* _YOUR ASSIGNMENT_: What is asked for is the whole listing, given again word for word.

^^^^^^^^^^^^^^^^

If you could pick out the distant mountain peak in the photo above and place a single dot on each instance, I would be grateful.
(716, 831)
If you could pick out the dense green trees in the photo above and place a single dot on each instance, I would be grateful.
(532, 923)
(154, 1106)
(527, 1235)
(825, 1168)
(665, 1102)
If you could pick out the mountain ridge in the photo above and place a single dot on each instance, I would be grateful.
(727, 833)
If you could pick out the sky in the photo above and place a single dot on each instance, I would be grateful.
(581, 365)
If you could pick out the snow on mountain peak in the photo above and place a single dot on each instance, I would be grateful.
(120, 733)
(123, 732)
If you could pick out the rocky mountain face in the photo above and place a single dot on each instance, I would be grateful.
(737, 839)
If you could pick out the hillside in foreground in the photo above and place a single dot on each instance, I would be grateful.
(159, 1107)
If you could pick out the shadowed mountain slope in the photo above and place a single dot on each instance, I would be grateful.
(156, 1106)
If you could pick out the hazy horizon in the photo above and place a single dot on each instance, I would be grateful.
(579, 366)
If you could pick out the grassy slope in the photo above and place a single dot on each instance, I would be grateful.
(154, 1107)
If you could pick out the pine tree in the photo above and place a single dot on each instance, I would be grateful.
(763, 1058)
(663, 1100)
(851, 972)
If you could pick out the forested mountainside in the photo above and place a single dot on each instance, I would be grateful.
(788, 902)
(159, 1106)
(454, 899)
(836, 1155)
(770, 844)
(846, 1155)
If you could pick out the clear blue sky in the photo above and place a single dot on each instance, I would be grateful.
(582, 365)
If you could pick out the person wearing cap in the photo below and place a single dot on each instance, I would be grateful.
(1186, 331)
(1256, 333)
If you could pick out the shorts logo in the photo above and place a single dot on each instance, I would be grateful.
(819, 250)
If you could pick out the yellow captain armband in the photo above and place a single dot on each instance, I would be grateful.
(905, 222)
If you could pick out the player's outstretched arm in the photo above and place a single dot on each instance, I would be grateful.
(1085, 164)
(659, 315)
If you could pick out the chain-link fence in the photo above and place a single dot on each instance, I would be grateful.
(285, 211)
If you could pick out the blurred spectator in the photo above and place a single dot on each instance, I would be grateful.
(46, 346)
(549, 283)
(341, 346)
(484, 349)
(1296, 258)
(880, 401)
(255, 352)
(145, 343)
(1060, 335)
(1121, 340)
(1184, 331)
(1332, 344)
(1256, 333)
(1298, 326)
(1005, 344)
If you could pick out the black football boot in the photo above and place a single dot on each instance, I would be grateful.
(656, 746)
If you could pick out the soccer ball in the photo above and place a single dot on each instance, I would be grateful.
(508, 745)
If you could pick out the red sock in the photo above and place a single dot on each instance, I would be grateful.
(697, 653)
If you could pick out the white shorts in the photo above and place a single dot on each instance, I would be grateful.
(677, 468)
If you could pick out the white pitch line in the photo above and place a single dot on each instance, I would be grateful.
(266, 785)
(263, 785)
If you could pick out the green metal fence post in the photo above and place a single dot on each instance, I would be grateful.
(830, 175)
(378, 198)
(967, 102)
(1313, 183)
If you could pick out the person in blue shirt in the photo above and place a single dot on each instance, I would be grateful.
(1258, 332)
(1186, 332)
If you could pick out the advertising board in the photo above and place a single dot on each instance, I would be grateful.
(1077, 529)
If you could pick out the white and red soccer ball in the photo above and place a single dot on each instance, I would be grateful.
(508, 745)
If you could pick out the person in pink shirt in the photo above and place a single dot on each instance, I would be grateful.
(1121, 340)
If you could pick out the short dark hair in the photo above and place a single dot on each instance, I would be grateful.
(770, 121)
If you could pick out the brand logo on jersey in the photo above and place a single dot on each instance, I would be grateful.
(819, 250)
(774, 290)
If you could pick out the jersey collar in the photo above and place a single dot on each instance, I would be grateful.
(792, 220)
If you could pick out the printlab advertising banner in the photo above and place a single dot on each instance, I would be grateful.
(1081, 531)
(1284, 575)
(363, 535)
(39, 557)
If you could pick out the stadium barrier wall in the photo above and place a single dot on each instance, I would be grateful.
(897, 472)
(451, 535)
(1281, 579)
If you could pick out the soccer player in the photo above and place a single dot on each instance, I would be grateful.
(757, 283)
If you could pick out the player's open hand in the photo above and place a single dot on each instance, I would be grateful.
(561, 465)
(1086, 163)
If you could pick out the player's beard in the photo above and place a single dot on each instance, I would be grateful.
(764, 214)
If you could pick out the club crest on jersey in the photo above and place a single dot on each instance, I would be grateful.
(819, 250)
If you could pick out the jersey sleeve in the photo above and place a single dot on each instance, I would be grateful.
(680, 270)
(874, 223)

^^^^^^^^^^^^^^^^

* _TASK RESPONSE_:
If you could pick out the distant mountain peak in the photo above and place a single dot on each instance, I would be grateful.
(716, 831)
If you could pick out the dense green trees in the photo above and place a single dot on each instance, I would be grateful.
(532, 923)
(154, 1106)
(527, 1235)
(825, 1168)
(665, 1102)
If you could pick out the mountain ridge in the photo above and place a single dot on each instance, I would be grateful.
(727, 833)
If you could pick out the sky in the photo above and place a single dot on each instance, I would be grateful.
(581, 365)
If you could pick out the snow on mountain peak in the photo above and place a single dot on each instance, I would be grateful.
(120, 733)
(123, 732)
If you could pick out the rocky mountain face in the photo above and place a single dot on each instance, I would be grateful.
(737, 839)
If you could pick out the hillside in foreground in the photo above and place a single dot on each instance, I would be grateful.
(159, 1107)
If you could pick out the shadowed mountain slope in the photo above and place a single dot on each instance, I would be grateful.
(156, 1106)
If you could pick out the hazy horizon in the photo above and place a single dot on each instance, I would be grateful.
(579, 366)
If you could pick out the grassy slope in the photo above and place a single dot on each instance, I would be grateful.
(154, 1107)
If you could pick out the pine tree in the photo above and place a single dot on each instance, I would be grateful.
(763, 1058)
(663, 1100)
(851, 972)
If you could pick out the forested mountainside in the photo above and place a single dot on each instance, I would be grateful.
(788, 902)
(159, 1106)
(454, 899)
(836, 1155)
(770, 844)
(846, 1155)
If you could pick out the clear blue sky in the photo above and place a single dot on each instance, I would be grateful.
(582, 365)
If you could pick out the person wearing cap in the photo below and place a single dot on each instance, I would be grateful.
(1186, 331)
(1256, 333)
If you could pick out the shorts logo in the photo above and place a single dot on each instance, I would be grateful.
(819, 250)
If you could pick out the yellow captain armband in the photo above and place a single dot on each instance, I would be grateful.
(905, 222)
If you could pick out the player's outstretched arm in the photo above and place a single dot on each instance, I would be grateful.
(1085, 164)
(659, 315)
If you could pick out the chain-link fence in the photo above and place a single dot on each instance, I would be grateful.
(285, 211)
If you could pick out the blurred spectator in the photo above and place a single dot on each instance, I would be grateful.
(46, 346)
(549, 283)
(341, 346)
(484, 349)
(1296, 258)
(880, 401)
(255, 352)
(145, 343)
(1060, 335)
(1121, 340)
(1184, 331)
(1332, 344)
(1256, 333)
(1298, 326)
(1005, 344)
If you could pick out the black football boot in the photo above and place a single dot on each instance, I would be grateful.
(656, 746)
If you could pick out the soccer ball in the photo above and place a single dot on each instance, I would be grateful.
(508, 745)
If you could pick out the red sock in the photo above and place a single dot on each instance, I would be grateful.
(697, 653)
If you could pick out the white shorts in the photo above and place a single dot on each instance, I would be grateful.
(677, 468)
If you could pick out the white pitch line in the photo above and place a single dot on each instance, I would be grateful.
(266, 785)
(263, 785)
If you could pick out the green metal fence post in the photo above and place a single dot on each instance, I would be grateful.
(830, 175)
(378, 198)
(967, 102)
(1313, 183)
If you could pick out the person in blue shirt in the photo above and place a single dot on each instance, I would be grateful.
(1258, 332)
(1186, 332)
If you could pick out the advertising board in the photo above and place a single dot on each instance, I would be grateful.
(1077, 529)
If you could pick out the white and red soccer ball in the photo above and place a single dot on each instance, I would be grateful.
(508, 745)
If you could pick out the person in pink shirt in the photo above and place a single dot on each instance, I would be grateful.
(1121, 340)
If you could pick out the short dark hair in the photo above and place a single dot on each instance, I would be grateful.
(770, 121)
If you could pick out the brand logo on jersey in the photo above and place a single dot on each instance, I would be grateful.
(819, 250)
(774, 290)
If you could pick out the jersey collar in the photo above and place a single dot on each instance, I would be grateful.
(792, 220)
If you could pick out the printlab advertising banner in the photo above and place a single dot on each instance, I would be grateful.
(1081, 531)
(1284, 575)
(363, 535)
(39, 557)
If you could pick out the stadium barrier wall in the photo above and place a single dot on each instance, I would be grateful.
(897, 472)
(451, 535)
(1281, 579)
If you could pick out the soccer player in the photo above and place a single dot on each instance, I would be grateful.
(757, 283)
If you could pick out the player's open hand in the photo above and place a single dot on each instance, I would be grateful.
(561, 465)
(1086, 163)
If you could pick out the player's beard in the photo above and place a single dot on each instance, I would be grateful.
(764, 214)
If you could pick out the club crest on jersey in the photo above and place a single dot on each instance, I would be grateful.
(819, 250)
If you could pick out the jersey sleeve in the photo above and place a single dot on each instance, I would be grateful.
(680, 270)
(874, 223)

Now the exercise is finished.